[Object position labeling entries]
==*==
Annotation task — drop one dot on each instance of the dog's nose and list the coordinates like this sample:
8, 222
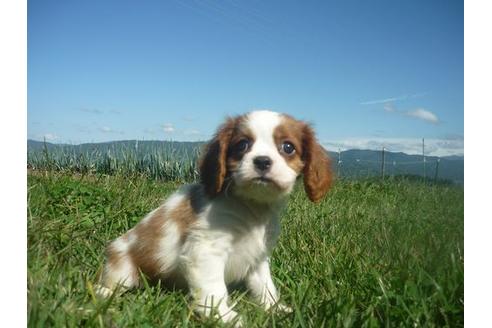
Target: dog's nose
262, 163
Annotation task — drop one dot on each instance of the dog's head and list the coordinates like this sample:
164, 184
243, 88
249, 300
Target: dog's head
==*==
- **Your goal**:
Rewrite the listing above with every "drop one dot" changed to "place a single point", keeping everything else the same and leaving out the pictures.

- **Correct answer**:
Annotation task — place a single point on each instance of the dog's nose and list the coordinates like this sample:
8, 222
Target: dog's nose
262, 163
Annotation task — place a single point on each instance of the dog's head and list the coordinates like this sample:
164, 184
243, 88
249, 300
Target: dog's head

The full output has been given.